=== PASSAGE CITÉ ===
::::::
Mais ensuite ? Pas de logical volume de mon côté j'ai l'impression.

Je suis sous Yosemite 10.10.


----------



## Deleted member 1099514 (28 Juillet 2017)

SMAgtr a dit:


> Hello ! J'ai un problème similaire, mais dans mon cas c'est après un clonage fait dans un magasin que ma partition s'est trouvée inaccessible au démarrage, mais toujours là dans l'utilitaire de disque. Je n'ai pas possibilité de retourner au magasin pour refaire un clonage, alors je voudrais supprimer mon ancienne partition et refaire une nouvelle partition Windows, c'est là que l'assistant Bootcamp coince :
> 
> "Le disque de démarrage doit être formaté en un seul volume Mac OS étendu (journalisé) ou avoir déjà été partitionné par Assistant Boot Camp pour l’installation de Windows."
> 
> ...


Salut

Donc tu souhaiter supprimer la partition bootcamp existante pour en créer une nouvelle?
Si oui tu tapes les  commandes suivantes dans le terminal :
*diskutil erasevolume free space disk0s4*
puis
*diskutil resizevolume disk0s2 0b*
Tu redémarres et tu pourras ensuite sans problèmes recréer une partition bootcamp.


----------



## SMAgtr (28 Juillet 2017)

Enfin, j'ai voulu recréer une partition, Bootcamp me l'a pour le coup créée en "non-montée".

La logique voudrait que je rentre la commande suivante : 
diskutil erasevolume free space disk0s4

Mais pas de logical volume de mon côté. Je suis sous Yosemite 10.10.


----------



## SMAgtr (28 Juillet 2017)

Salut ! 
Merci pour ta réponse rapide. Je fais ça de suite et te tient au courant.


----------



## SMAgtr (29 Juillet 2017)

Le problème est maintenant tout autre. 

Le partitionnage s'est bien passé. 
Mais maintenant, après avoir booté sur le EFIBoot et avoir formaté la partition Bootcamp en NTFS depuis l'écran d'installation de Windows 10 x64, le message d'erreur est le suivant : 

"Windows ne peut être installé sur ce disque. Le disque sélectionné possède une table de partition MBR. Sur les systèmes EFI, Windows peut uniquement être installé sur des disques GPT"

Certains forums traitent plus ou moins (plutôt moins) et non sans difficultés ce sujet, alors je voulais avoir votre avis là-dessus.

_Pas la peine de faire appel à MacWay dans le futur, ils ne vérifient pas leur travail, et leur SAV est bien peureux dès qu'il s'agit de soucis un peu originaux._


----------



## Deleted member 1099514 (29 Juillet 2017)

Peux-tu refaire un :
*diskutil list*


----------



## macomaniac (29 Juillet 2017)
::::::
(Enregistrements extraits)
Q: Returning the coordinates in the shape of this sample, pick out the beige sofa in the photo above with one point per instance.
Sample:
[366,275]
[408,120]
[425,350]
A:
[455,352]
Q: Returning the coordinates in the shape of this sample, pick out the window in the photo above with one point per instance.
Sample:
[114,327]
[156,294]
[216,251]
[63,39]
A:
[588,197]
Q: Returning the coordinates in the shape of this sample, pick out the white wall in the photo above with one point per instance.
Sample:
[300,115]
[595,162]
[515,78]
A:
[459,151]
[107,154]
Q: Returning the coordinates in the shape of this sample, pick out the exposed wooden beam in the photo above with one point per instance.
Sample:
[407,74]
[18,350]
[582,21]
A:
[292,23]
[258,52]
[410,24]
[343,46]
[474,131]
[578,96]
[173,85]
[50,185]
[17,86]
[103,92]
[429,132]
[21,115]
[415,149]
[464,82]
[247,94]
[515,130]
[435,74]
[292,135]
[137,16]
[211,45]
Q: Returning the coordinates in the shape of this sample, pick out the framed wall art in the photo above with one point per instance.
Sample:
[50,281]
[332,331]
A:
::::::
=== TRAVAIL DEMANDÉ ===
Renvoie mot pour mot la portion du passage cité comprise entre « La logique voudrait » et « tient au courant. », bornes incluses. Appuie-toi uniquement sur le passage cité.

=== SOLUTION DU PROBLÈME ===
La logique voudrait que je rentre la commande suivante : 
diskutil erasevolume free space disk0s4

Mais pas de logical volume de mon côté. Je suis sous Yosemite 10.10.


----------



## SMAgtr (28 Juillet 2017)

Salut ! 
Merci pour ta réponse rapide. Je fais ça de suite et te tient au courant.